━━━━━ Given text ━━━━━
Semantics of Rowtime Bounds

<< Click to Display Table of Contents >>

Navigation:  Understanding Streaming SQL Concepts > Time and Streaming Data > Rowtime Bounds >

Semantics of Rowtime Bounds

Previous pageReturn to chapter overviewNext page

Rowtime bounds never change the results of a query, but they do help the system provide the results sooner. The general rule is that the value of a streaming SQL expression (such as a query) depends on the SQL operations and their operands (the data), but not on any rowtime bounds that accompany the data.

Some operators ignore rowtime bounds. Some operators make use of rowtime bounds to produce earlier results, but never to produce different results.

In this section we examine the semantics of rowtime bounds. First we review what rowtime bounds are and how they flow through the system. Next we review why rowtime bounds are useful. Finally we consider how relational operators deal with rowtime bounds.

Implicit Rowtime Bounds

Because the rows of data in a stream are ascending in time-value, the existence of a row implicitly states that there will not later be a row with an earlier rowtime. It is as if every row in a stream is followed by a time bound with the same rowtime as the rowtime of that row:

ORDERS: 'ORCL', rowtime '2006-10-10 10:00:00'

ORDERS.bound: rowtime '2006-10-10 10:00:00'

 

As rows move through the system, sometimes they "catch up" with earlier rows in the same stream. The rowtime of each later row must be greater than or equal to the bound of the preceding row. The result is a group of rows followed by a single bound. If, for example, rows occur representing three orders, the rowtime for the implicit bound is automatically that of the last occurring row:

ORDERS: 'ORCL', rowtime '2006-09-11 12:00:00'

ORDERS: 'MSFT', rowtime '2006-09-11 12:01:00'

ORDERS: 'IBM', rowtime '2006-09-11 12:02:00'

 

Hence at any moment in time, a stream contains groups of rows, each implicitly followed by a bound.

Merging a bound onto a train of rows

A bound moves through the system as a self-sufficient unit. If it encounters or catches up with a previous train of rows, it supersedes that train's (weaker) bound. The train will look like this:

ORDERS: 'ORCL', rowtime '2006-09-11 12:00:00'

ORDERS: 'MSFT', rowtime '2006-09-11 12:01:00'

ORDERS: 'IBM', rowtime '2006-09-11 12:02:00'

ORDERS.bound: rowtime '2006-09-11 12:02:00'

Splitting trains of rows

Sometimes the system splits a train of rows in two. (This can happen when an internal buffer fills up)

When a train is split, the first train will end with the strongest bound it can, namely, the rowtime of the first row in the next train:

ORDERS: 'ORCL', rowtime '2006-10-10 10:00:00'

ORDERS: 'MSFT', rowtime '2006-10-10 10:01:00'

ORDERS.bound: rowtime '2006-10-10 10:02:00'

ORDERS: 'IBM', rowtime '2006-10-10 10:02:00'

ORDERS.bound: rowtime '2006-10-10 10:05:00'

Eliminating rows

A filter condition can eliminate rows from a stream, but bounds are never eliminated. For example, if the previous two trains passed through the condition WHERE ticker = 'ORCL', the resulting train would look like this:

ORDERS: 'ORCL', rowtime '2006-10-10 10:00:00'

ORDERS.bound: rowtime '2006-10-10 10:02:00'

ORDERS.bound: rowtime '2006-10-10 10:05:00'

When Rowtime Bounds Matter

A streaming query will automatically take advantage of any available rowtime bounds to produce more timely output. As a stream of rows is processed, rowtime bounds accompany the data as described in the previous section.
━━━━━ Entries supplied ━━━━━
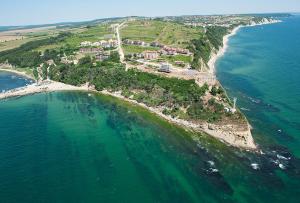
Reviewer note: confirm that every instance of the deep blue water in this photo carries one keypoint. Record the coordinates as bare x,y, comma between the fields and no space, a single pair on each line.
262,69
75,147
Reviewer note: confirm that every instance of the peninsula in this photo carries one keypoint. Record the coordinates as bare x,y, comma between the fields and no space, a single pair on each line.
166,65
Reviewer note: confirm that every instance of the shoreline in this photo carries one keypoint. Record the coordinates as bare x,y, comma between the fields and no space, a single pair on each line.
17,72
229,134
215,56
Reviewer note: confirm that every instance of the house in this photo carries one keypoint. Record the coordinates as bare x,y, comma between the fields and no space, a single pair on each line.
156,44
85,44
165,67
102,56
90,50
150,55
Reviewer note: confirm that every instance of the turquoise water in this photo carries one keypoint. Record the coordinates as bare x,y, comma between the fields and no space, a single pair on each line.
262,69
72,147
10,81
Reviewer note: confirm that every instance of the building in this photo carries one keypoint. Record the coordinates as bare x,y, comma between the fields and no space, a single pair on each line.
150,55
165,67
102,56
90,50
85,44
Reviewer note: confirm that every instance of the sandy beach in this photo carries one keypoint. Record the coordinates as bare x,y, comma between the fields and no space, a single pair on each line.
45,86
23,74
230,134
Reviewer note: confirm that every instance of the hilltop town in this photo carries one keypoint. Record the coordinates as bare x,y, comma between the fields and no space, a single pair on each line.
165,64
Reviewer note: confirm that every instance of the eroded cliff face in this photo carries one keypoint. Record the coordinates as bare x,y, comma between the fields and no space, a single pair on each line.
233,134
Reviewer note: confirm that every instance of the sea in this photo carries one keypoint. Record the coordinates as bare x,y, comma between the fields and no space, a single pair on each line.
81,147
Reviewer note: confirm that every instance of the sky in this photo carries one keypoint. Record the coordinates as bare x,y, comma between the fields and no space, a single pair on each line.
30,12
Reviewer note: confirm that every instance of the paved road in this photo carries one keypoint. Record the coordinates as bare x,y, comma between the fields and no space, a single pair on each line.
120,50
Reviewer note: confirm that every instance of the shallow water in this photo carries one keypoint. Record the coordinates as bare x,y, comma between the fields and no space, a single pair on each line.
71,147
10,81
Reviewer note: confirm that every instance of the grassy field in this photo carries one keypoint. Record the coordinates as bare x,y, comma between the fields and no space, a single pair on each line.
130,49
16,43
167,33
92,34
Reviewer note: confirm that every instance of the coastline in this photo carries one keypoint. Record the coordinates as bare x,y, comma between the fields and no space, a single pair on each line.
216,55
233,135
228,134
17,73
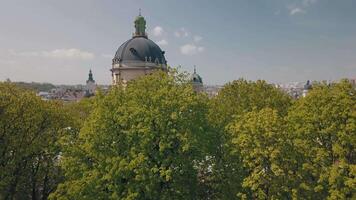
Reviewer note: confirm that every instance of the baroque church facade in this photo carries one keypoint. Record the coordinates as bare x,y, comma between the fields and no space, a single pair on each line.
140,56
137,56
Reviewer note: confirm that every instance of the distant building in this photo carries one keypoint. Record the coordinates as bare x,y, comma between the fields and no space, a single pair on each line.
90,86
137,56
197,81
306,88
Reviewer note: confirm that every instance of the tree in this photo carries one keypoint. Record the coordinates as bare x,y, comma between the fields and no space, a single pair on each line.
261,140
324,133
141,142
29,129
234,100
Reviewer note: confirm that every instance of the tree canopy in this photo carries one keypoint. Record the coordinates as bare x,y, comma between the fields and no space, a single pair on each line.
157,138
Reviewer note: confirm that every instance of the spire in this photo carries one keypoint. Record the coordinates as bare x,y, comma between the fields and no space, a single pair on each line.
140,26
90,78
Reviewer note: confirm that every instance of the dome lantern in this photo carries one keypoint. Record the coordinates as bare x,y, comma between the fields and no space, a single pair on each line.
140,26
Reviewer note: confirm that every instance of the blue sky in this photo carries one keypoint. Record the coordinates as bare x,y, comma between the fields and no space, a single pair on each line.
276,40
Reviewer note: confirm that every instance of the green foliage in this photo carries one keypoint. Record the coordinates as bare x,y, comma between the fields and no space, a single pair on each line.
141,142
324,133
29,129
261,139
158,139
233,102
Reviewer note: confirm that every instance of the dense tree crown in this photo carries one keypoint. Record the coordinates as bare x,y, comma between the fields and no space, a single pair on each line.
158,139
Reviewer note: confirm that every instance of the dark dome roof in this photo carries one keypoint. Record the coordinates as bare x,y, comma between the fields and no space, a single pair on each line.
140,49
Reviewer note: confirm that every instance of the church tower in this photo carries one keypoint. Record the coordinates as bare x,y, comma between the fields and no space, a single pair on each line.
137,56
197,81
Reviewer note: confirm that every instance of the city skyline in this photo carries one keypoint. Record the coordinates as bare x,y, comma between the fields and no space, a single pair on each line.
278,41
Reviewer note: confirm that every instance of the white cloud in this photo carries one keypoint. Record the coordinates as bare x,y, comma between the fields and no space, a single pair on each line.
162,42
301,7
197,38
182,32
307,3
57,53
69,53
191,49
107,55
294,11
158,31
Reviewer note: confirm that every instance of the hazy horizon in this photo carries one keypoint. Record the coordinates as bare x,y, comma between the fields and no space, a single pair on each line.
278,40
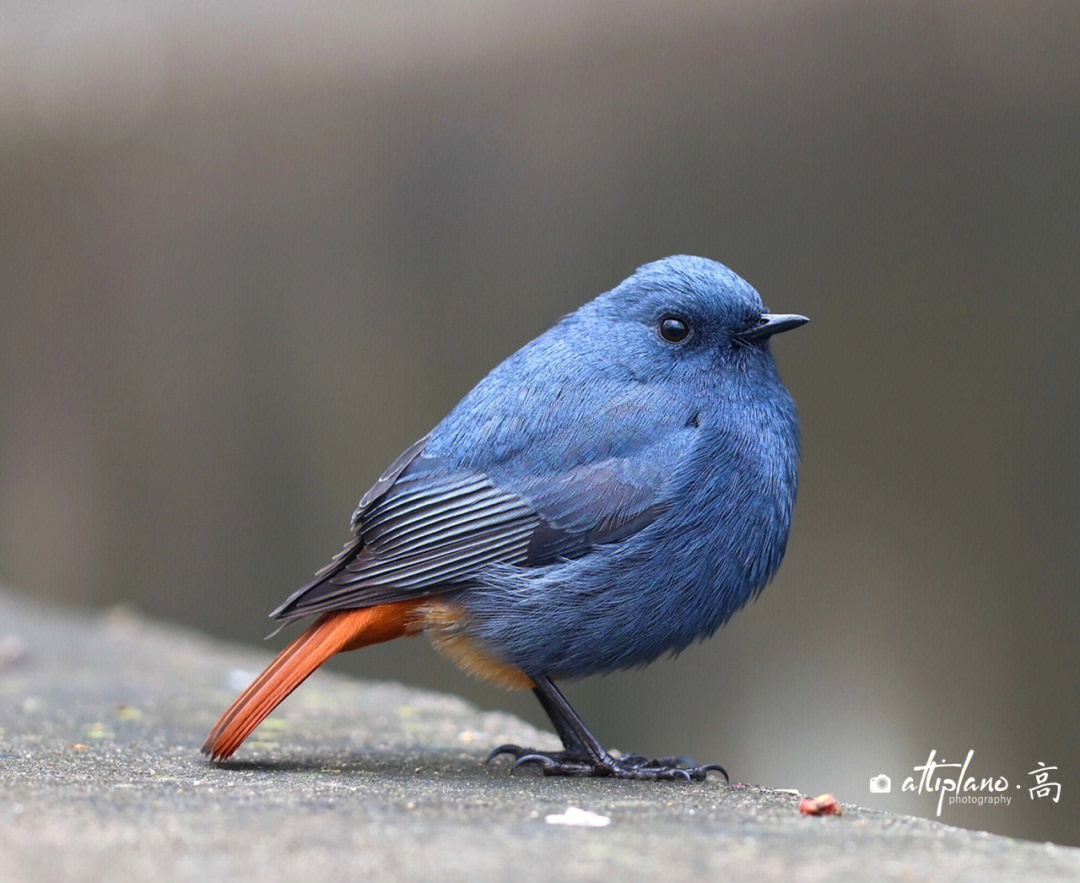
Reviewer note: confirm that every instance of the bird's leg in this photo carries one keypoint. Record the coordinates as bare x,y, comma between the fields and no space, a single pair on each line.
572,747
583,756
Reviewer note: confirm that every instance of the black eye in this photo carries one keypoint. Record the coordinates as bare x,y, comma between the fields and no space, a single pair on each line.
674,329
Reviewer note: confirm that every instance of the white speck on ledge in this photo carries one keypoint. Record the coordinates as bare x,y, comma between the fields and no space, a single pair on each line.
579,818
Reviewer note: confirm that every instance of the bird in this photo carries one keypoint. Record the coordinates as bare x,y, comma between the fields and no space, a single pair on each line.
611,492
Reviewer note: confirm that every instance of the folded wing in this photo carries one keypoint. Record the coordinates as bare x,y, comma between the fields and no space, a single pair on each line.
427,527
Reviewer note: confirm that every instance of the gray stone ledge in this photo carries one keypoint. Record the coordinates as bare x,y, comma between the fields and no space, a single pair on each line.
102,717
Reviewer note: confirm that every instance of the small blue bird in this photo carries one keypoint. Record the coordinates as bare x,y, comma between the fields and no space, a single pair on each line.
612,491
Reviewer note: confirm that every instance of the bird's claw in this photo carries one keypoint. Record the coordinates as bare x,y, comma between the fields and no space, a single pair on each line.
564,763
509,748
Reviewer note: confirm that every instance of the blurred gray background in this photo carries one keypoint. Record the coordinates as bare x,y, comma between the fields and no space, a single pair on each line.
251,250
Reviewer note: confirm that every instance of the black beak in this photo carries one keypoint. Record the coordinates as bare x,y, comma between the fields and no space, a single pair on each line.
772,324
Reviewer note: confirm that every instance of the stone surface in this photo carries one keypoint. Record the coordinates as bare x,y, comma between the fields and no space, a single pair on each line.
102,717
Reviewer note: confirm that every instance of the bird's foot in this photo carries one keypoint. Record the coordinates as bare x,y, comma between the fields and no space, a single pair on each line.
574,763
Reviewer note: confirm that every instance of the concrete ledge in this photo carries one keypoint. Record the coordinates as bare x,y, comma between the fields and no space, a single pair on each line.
━━━━━
* [Prompt 1]
According to the rowtime bounds text, what can cause the system to split a train of rows?
* [Prompt 2]
In the rowtime bounds text, switch "operators" to "transforms" and give the passage from "Navigation:  Understanding Streaming" up to and including "with rowtime bounds.".
Base each answer on the text alone.

* [Final answer 1]
An internal buffer filling up.

* [Final answer 2]
Navigation:  Understanding Streaming SQL Concepts > Time and Streaming Data > Rowtime Bounds >

Semantics of Rowtime Bounds

Previous pageReturn to chapter overviewNext page

Rowtime bounds never change the results of a query, but they do help the system provide the results sooner. The general rule is that the value of a streaming SQL expression (such as a query) depends on the SQL operations and their operands (the data), but not on any rowtime bounds that accompany the data.

Some transforms ignore rowtime bounds. Some transforms make use of rowtime bounds to produce earlier results, but never to produce different results.

In this section we examine the semantics of rowtime bounds. First we review what rowtime bounds are and how they flow through the system. Next we review why rowtime bounds are useful. Finally we consider how relational transforms deal with rowtime bounds.